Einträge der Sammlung
==============================

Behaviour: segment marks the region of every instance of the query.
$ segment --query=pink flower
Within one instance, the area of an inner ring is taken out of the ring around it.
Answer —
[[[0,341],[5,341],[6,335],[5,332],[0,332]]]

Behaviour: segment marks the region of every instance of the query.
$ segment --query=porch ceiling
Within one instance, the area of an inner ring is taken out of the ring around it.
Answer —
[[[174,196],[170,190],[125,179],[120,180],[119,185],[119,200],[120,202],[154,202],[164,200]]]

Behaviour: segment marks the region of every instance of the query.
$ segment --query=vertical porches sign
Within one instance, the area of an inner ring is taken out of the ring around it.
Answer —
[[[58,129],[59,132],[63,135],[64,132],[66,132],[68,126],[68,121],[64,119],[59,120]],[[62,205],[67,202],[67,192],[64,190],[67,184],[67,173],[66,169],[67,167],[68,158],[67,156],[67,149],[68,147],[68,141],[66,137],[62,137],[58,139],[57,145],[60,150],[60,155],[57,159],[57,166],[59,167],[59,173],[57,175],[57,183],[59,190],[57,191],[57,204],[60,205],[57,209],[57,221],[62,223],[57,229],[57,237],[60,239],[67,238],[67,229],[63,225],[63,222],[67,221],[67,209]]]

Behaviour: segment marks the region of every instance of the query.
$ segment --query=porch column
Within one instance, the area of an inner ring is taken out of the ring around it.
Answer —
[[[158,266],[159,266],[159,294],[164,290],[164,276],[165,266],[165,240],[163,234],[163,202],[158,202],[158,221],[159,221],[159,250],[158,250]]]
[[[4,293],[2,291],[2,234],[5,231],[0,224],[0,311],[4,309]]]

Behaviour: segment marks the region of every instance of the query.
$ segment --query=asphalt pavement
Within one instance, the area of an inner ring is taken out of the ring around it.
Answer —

==============================

### Aufgabenstellung
Bitte gib sämtliche Einträge oben Zeile für Zeile unverändert wieder.

### Lösung der Aufgabe
Behaviour: segment marks the region of every instance of the query.
$ segment --query=pink flower
Within one instance, the area of an inner ring is taken out of the ring around it.
Answer —
[[[0,341],[5,341],[6,335],[5,332],[0,332]]]

Behaviour: segment marks the region of every instance of the query.
$ segment --query=porch ceiling
Within one instance, the area of an inner ring is taken out of the ring around it.
Answer —
[[[174,196],[170,190],[125,179],[120,180],[119,185],[119,200],[120,202],[154,202],[164,200]]]

Behaviour: segment marks the region of every instance of the query.
$ segment --query=vertical porches sign
Within one instance, the area of an inner ring is taken out of the ring around it.
Answer —
[[[58,129],[59,132],[63,135],[64,132],[66,132],[68,126],[68,121],[64,119],[59,120]],[[62,205],[67,202],[67,192],[64,190],[67,184],[67,173],[66,169],[67,167],[68,158],[67,156],[67,149],[68,147],[68,141],[66,137],[62,137],[58,139],[57,145],[60,150],[60,155],[57,159],[57,166],[59,167],[59,173],[57,175],[57,183],[59,190],[57,191],[57,204],[60,205],[57,209],[57,221],[62,223],[57,229],[57,237],[60,239],[67,238],[67,229],[63,225],[63,222],[67,221],[67,209]]]

Behaviour: segment marks the region of every instance of the query.
$ segment --query=porch column
Within one instance, the area of an inner ring is taken out of the ring around it.
Answer —
[[[158,266],[159,266],[159,294],[164,290],[164,276],[165,266],[165,240],[163,234],[163,202],[158,202],[158,221],[159,221],[159,250],[158,250]]]
[[[4,293],[2,291],[2,234],[5,231],[0,224],[0,311],[4,309]]]

Behaviour: segment marks the region of every instance of the query.
$ segment --query=asphalt pavement
Within one instance, the area of an inner ring is taken out of the ring around it.
Answer —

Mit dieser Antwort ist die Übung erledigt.